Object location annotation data

Start

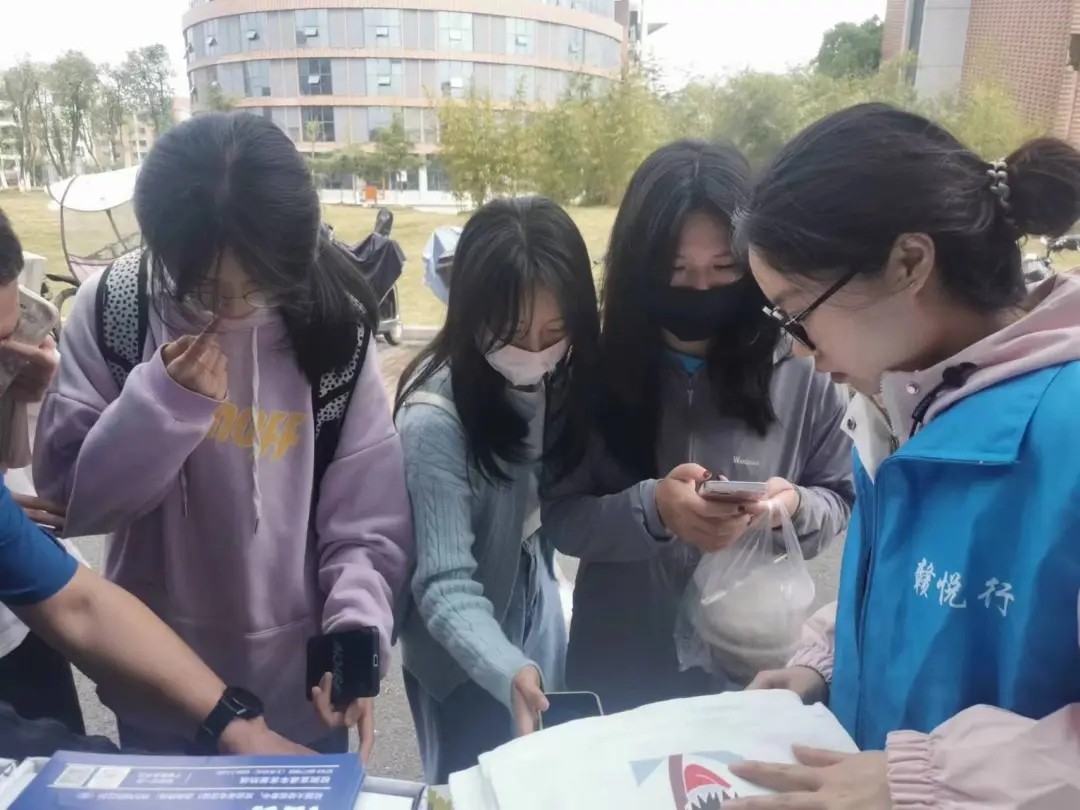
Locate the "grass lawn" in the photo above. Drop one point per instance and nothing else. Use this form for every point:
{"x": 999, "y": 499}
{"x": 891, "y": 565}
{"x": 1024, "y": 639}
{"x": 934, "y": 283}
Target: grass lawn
{"x": 39, "y": 230}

End

# THE EXERCISE:
Format the material above as a numbered list, one line per item, with blank lines skipped. Leave the pictures out.

# TASK SOLUTION:
1. Locate the "grass lawn" in the photo above. Drop one point per instance and nothing else. Use this form for every point:
2. {"x": 999, "y": 499}
3. {"x": 891, "y": 565}
4. {"x": 1024, "y": 639}
5. {"x": 934, "y": 283}
6. Target: grass lawn
7. {"x": 39, "y": 230}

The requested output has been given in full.